▶ **Exercise prompt**
Please copy the abstract on nitric oxide binding, starting with "Monday, 16 October" and going on through "Arizona, Tucson, AZ.", and change every "Tucson" to "Phoenix".

▶ **Passage to read**
Monday, 16 October 2006
Salon D-E (Doubletree Hotel at Reid Park)
165

Kinetics and allostery in nitric oxide binding to Manduca soluble guanylate cyclase

Xiaohui Hu, University of Arizona, Tucson, AZ and William R. Montfort, University of Arizona, Tucson, AZ.

Soluble guanylate cyclase (sGC) catalyzes formation of cGMP, an important second messenger in mammalian cells. Nitric oxide (NO) activates sGC by binding to a ferrous heme in the regulatory domain of the enzyme, leading to proximal histidine release and a presumable conformation change in the catalytic domain. The mechanism of the sGC-NO reaction, and its regulatory properties, remain unclear despite extensive work. Manduca sexta (tobacco hornworm) sGC is structurally conserved and performs similar biological functions as the mammalian enzymes. We expressed and purified the MsGC regulatory domain as a functional heterodimer in E. coli. The kinetics of the NO-heme reaction, studied by stopped-flow spectroscopy with the fragment sGC, revealed a complicated histidine release process, displaying zero first kinetics at low NO concentration (1-30 µM), but second order kinetics at higher NO concentrations. sGC modulators, including ATP, GTP and YC-1 (3-(5'-hydroxymethyl-2'furyl)-1-benzyl indazole), affect the reaction in different fashions. With a stoichiometric amount of NO, GTP and YC-1 facilitate histidine release, but ATP restrains it. We also co-expressed and partially purified full-length MsGC as an active dimer in E. coli. In this protein, ATP inhibits MsGC activation by NO while YC-1 boosts it. We thus conclude that there must be a second nucleotide binding site away from catalytic domain, allosterically regulating NO activation of sGC. Investigation on affinity of this binding is under way.

(Stored data entries)
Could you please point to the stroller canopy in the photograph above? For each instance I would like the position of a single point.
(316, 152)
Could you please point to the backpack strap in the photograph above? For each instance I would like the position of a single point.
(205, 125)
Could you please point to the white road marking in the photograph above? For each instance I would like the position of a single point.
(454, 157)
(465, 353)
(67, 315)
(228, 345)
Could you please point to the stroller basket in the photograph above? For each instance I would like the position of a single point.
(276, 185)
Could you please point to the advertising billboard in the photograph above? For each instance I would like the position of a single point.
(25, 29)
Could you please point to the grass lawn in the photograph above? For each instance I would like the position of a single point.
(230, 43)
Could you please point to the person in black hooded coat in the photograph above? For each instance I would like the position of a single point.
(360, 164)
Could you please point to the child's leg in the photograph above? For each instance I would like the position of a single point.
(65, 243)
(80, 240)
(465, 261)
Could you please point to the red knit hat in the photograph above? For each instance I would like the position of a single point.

▶ **Response to this exercise**
Monday, 16 October 2006
Salon D-E (Doubletree Hotel at Reid Park)
165

Kinetics and allostery in nitric oxide binding to Manduca soluble guanylate cyclase

Xiaohui Hu, University of Arizona, Phoenix, AZ and William R. Montfort, University of Arizona, Phoenix, AZ.